TASK PROMPT.
Render every line of the records below as a Markdown table with the columns Row and Text, numbering the lines in order and skipping any blank ones. Leave the pictures out of the table.

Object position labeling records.
┄┄┄┄┄┄┄┄┄┄┄┄┄┄┄┄┄┄┄┄

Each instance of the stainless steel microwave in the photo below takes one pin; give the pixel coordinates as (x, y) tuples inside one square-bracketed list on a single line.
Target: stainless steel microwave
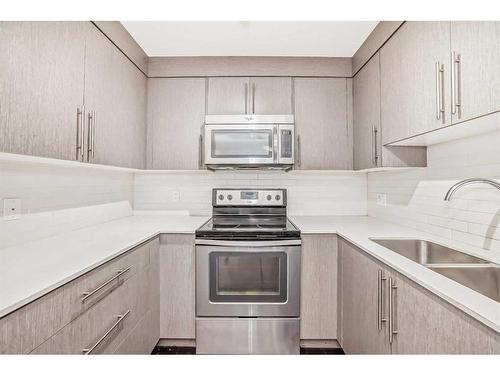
[(249, 141)]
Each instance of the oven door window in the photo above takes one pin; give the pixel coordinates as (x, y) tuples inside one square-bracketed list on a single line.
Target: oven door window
[(240, 143), (248, 277)]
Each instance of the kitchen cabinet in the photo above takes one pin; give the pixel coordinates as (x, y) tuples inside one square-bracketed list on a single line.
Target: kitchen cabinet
[(177, 286), (476, 46), (69, 319), (259, 95), (115, 104), (428, 325), (415, 75), (176, 113), (364, 330), (318, 290), (368, 149), (322, 126), (383, 312), (41, 87)]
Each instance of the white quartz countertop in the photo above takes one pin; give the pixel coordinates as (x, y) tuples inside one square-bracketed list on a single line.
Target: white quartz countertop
[(32, 269)]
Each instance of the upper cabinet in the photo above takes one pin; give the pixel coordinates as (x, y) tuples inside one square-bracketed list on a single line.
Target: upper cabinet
[(322, 122), (415, 75), (67, 92), (255, 95), (475, 52), (176, 111), (115, 104), (368, 149), (41, 87)]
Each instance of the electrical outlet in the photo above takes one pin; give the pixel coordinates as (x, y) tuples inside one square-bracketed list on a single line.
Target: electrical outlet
[(382, 199), (11, 208), (176, 196)]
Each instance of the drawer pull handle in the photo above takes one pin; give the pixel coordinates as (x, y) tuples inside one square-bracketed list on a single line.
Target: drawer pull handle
[(108, 332), (87, 295)]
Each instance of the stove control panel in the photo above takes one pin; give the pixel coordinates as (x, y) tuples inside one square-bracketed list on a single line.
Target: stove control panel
[(249, 197)]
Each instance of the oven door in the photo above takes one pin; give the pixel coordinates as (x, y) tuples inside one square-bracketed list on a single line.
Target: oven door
[(248, 279), (240, 144)]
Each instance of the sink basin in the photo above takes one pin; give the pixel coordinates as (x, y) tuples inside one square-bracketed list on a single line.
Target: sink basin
[(484, 279), (426, 252)]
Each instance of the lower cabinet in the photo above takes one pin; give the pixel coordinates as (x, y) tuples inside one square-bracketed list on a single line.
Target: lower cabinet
[(103, 311), (177, 286), (415, 322), (318, 295)]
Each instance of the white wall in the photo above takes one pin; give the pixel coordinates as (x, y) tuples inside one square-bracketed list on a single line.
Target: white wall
[(415, 197), (309, 193)]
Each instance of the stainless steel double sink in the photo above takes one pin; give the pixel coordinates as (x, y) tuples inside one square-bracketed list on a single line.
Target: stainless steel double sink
[(475, 273)]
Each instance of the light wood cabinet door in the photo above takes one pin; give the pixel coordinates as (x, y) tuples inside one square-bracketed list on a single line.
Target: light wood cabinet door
[(323, 130), (360, 303), (478, 73), (177, 287), (428, 325), (408, 80), (176, 110), (366, 104), (228, 95), (41, 87), (115, 91), (318, 289), (271, 95)]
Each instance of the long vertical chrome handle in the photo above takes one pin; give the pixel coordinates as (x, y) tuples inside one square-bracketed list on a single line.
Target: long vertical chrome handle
[(79, 133), (246, 98), (392, 326), (299, 158), (200, 151), (253, 97), (439, 91), (380, 300), (107, 333), (455, 84)]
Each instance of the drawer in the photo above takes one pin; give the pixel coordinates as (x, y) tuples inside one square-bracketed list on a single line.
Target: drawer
[(31, 325), (103, 327)]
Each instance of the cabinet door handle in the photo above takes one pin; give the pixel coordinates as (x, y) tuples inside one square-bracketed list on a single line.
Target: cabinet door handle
[(439, 91), (87, 295), (456, 84), (253, 97), (299, 158), (380, 300), (246, 98), (119, 319), (79, 133), (200, 151), (392, 326)]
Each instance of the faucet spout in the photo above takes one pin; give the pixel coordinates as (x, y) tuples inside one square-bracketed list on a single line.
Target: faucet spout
[(469, 181)]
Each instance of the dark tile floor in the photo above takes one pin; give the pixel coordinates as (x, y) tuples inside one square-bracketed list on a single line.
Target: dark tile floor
[(192, 350)]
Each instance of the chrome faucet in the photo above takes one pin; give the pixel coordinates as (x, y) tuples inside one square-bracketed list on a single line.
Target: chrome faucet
[(469, 181)]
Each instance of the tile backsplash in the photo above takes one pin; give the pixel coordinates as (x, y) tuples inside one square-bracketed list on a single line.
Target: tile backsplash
[(309, 193), (415, 197)]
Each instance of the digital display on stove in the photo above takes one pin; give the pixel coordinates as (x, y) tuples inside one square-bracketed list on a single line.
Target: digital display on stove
[(249, 195)]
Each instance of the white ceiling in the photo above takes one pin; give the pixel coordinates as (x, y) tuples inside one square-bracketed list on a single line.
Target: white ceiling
[(250, 38)]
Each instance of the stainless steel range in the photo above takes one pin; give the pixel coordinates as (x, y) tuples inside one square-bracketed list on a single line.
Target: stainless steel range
[(248, 275)]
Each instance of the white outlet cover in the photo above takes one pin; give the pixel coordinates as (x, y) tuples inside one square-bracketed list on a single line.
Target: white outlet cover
[(382, 199), (11, 208)]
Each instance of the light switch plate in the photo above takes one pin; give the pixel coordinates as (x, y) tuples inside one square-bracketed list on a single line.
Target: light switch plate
[(382, 199), (176, 196), (11, 208)]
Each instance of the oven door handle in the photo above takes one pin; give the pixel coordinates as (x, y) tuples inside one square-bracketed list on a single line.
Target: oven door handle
[(226, 243)]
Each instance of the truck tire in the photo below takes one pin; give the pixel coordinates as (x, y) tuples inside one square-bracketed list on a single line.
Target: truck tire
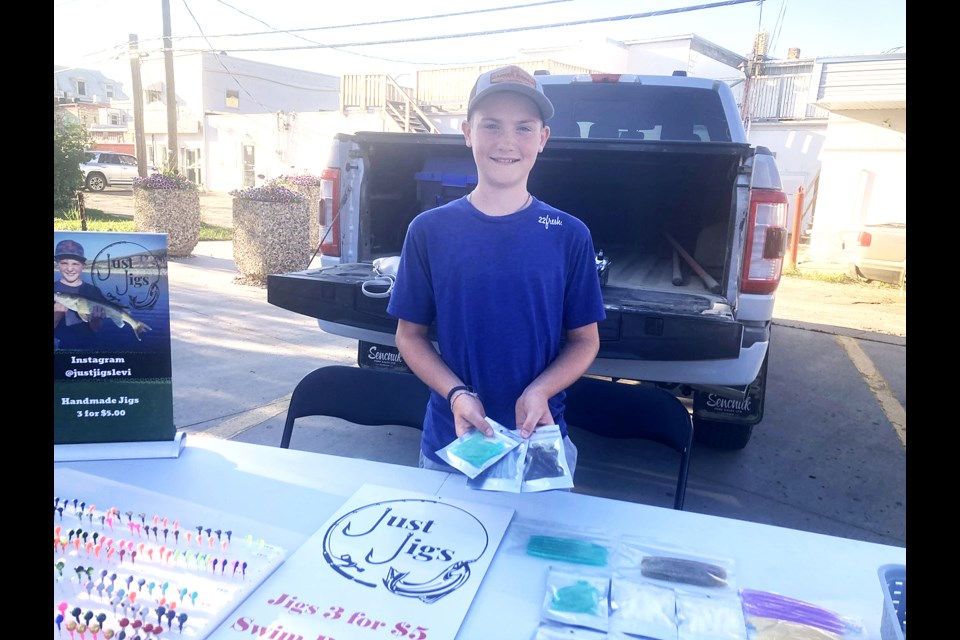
[(730, 436)]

┄┄┄┄┄┄┄┄┄┄┄┄┄┄┄┄┄┄┄┄

TASK RESPONSE.
| Row | Text |
|---|---|
| 1 | Each instance of the stainless steel microwave in the photo below takes one pin; give the pixel coordinates as (x, y) tuples inside one square-bracketed list on a single line. |
| 2 | Target: stainless steel microwave |
| 3 | [(249, 141)] |
| 4 | Each instance of the oven door window in the photo above takes one pin; give the pixel coordinates as (x, y) tuples inside one square-bracketed list on a single line. |
| 5 | Target: oven door window |
| 6 | [(240, 143), (248, 277)] |
| 7 | Each instance of the kitchen cabinet in the photo above takes one pin; give the pixel coordinates as (x, y) tuples inside one square-bracketed list on a single line. |
| 8 | Target: kitchen cabinet |
| 9 | [(177, 286), (476, 46), (69, 319), (259, 95), (115, 104), (428, 325), (415, 75), (176, 113), (364, 330), (318, 290), (368, 149), (322, 126), (383, 312), (41, 87)] |
| 10 | Each instance of the white quartz countertop in the photo above takes one pin; give the pixel coordinates as (x, y) tuples inside one square-bracketed list on a single line. |
| 11 | Target: white quartz countertop |
| 12 | [(32, 269)] |
| 13 | Each instance of the upper cabinet in the photo above takes one pin; give the pixel coordinates as (x, y) tuples inside one square-bracketed list on a single line. |
| 14 | Target: upper cabinet |
| 15 | [(322, 122), (415, 75), (67, 92), (255, 95), (475, 52), (176, 111), (115, 104), (368, 149), (41, 87)] |
| 16 | Each instance of the electrical outlet in the photo above takes one pin; give the pixel coordinates as (x, y) tuples inside one square-bracketed list on a single line. |
| 17 | Target: electrical outlet |
| 18 | [(382, 199), (11, 208), (176, 196)] |
| 19 | Each instance of the drawer pull handle in the photo above takes one pin; give the pixel coordinates as (x, y) tuples inside one square-bracketed list on a single line. |
| 20 | Target: drawer pull handle |
| 21 | [(108, 332), (87, 295)] |
| 22 | Each instance of the stove control panel in the photo above takes one pin; give the pixel coordinates as (x, y) tuples inside one square-bracketed list on a single line. |
| 23 | Target: stove control panel |
| 24 | [(249, 197)] |
| 25 | Each instance of the oven door in the photo above takes one pin; give the pixel coordinates as (x, y) tuples inside one square-bracketed list on a single line. |
| 26 | Target: oven door |
| 27 | [(248, 279), (240, 144)] |
| 28 | Each instance of the sink basin in the photo above takes one pin; give the pixel coordinates as (x, y) tuples inside one square-bracketed list on a single line. |
| 29 | Target: sink basin |
| 30 | [(484, 279), (426, 252)] |
| 31 | Each instance of the lower cabinet in the photo above takes one pin; give the pixel coordinates as (x, y) tuples inside one square-bracketed list on a single line. |
| 32 | Target: lower cabinet |
| 33 | [(103, 311), (177, 286), (415, 322), (318, 295)] |
| 34 | Each instance of the white wall in the photo above takes one pin; give the pixel coordinates as (x, y) tuples inside one square-bracketed list on a single line. |
| 35 | Target: white wall |
| 36 | [(415, 197), (309, 193)] |
| 37 | Each instance of the stainless steel double sink in the photo above takes one pin; give the pixel coordinates as (x, y) tuples inside one square-bracketed list on a single line. |
| 38 | Target: stainless steel double sink |
| 39 | [(475, 273)] |
| 40 | Each instance of the light wood cabinet door in the photo above takes one pin; give the pixel coordinates as (x, y) tuples inside one square-bracketed list on a single line. |
| 41 | Target: light wood cabinet door |
| 42 | [(323, 130), (360, 303), (478, 73), (177, 287), (428, 325), (408, 80), (176, 110), (366, 104), (228, 95), (41, 87), (115, 91), (318, 289), (271, 95)] |
| 43 | Each instance of the long vertical chrome handle in the photo above takes one pin; give the pixel coordinates as (x, y) tuples inside one square-bracketed list on a single line. |
| 44 | Target: long vertical chrome handle |
| 45 | [(79, 133), (246, 98), (392, 326), (299, 158), (200, 151), (253, 97), (439, 91), (380, 300), (107, 333), (455, 84)] |
| 46 | Each instance of the drawer in the photo above takes one pin; give the pixel coordinates as (x, y) tuples inside one square-bracketed list on a single line. |
| 47 | Target: drawer |
| 48 | [(31, 325), (103, 327)] |
| 49 | Each instance of the cabinet door handle in the photo above takes one pin; give the pixel coordinates as (x, y) tuples inside one square-bracketed list on a single line. |
| 50 | Target: cabinet door handle |
| 51 | [(439, 91), (87, 295), (456, 84), (253, 97), (299, 158), (380, 300), (246, 98), (119, 319), (79, 133), (200, 151), (392, 326)] |
| 52 | Each instance of the faucet spout in the photo above takes one pin; give the pixel coordinates as (x, y) tuples inside one square-bracketed list on a single line. |
| 53 | Target: faucet spout |
| 54 | [(469, 181)] |
| 55 | Each instance of the dark tile floor in the photo above takes one pin; give the pixel coordinates as (x, y) tuples inside one square-bracketed list on a single line. |
| 56 | Target: dark tile floor |
| 57 | [(192, 350)] |
| 58 | Each instance of the chrome faucet in the photo above takes one pin; give the pixel coordinates as (x, y) tuples inside one square-bracketed list on a single line. |
| 59 | Target: chrome faucet |
| 60 | [(469, 181)] |
| 61 | Each instance of the tile backsplash in the photo above takes one pin; give the pixel coordinates as (x, y) tuples inside one square-bracketed list on a single line. |
| 62 | Target: tile backsplash |
| 63 | [(309, 193), (415, 197)] |
| 64 | Each instance of the digital display on stove in the photo above takes one pin; give the pixel coordinates as (x, y) tuples inside one square-bracketed list on a single line. |
| 65 | Target: digital display on stove |
| 66 | [(249, 195)] |
| 67 | Each instance of the white ceiling in the photo above takes one pin; give the pixel coordinates as (x, y) tuples inside one square-bracketed list on a single line. |
| 68 | Target: white ceiling |
| 69 | [(250, 38)] |
| 70 | Each instance of the stainless steel range in the photo above takes one pin; give the pixel coordinates as (x, y) tuples inside one square-bracketed list on a single line. |
| 71 | Target: stainless steel range |
| 72 | [(248, 275)] |
| 73 | Each instance of the white outlet cover in the photo above takes one pin; give the pixel coordinates as (x, y) tuples inside one square-bracketed list on a single line. |
| 74 | Target: white outlet cover |
| 75 | [(382, 199), (11, 208)] |
| 76 | Each instance of the light switch plate in the photo above takes one pin; give the pixel coordinates as (x, y) tuples inside one square-bracketed list on a single line. |
| 77 | Target: light switch plate |
| 78 | [(382, 199), (176, 196), (11, 208)] |
| 79 | Each instance of the oven door handle in the photo above takes one pin; give the pixel coordinates as (x, y) tuples inside one square-bracketed list on a single line. |
| 80 | Target: oven door handle |
| 81 | [(226, 243)] |
| 82 | Each instance of the truck tire in the photo below takes one pin; give the pixel coordinates as (x, y) tuples inside one square-bracketed list on a single line. |
| 83 | Target: truck tire |
| 84 | [(730, 436)] |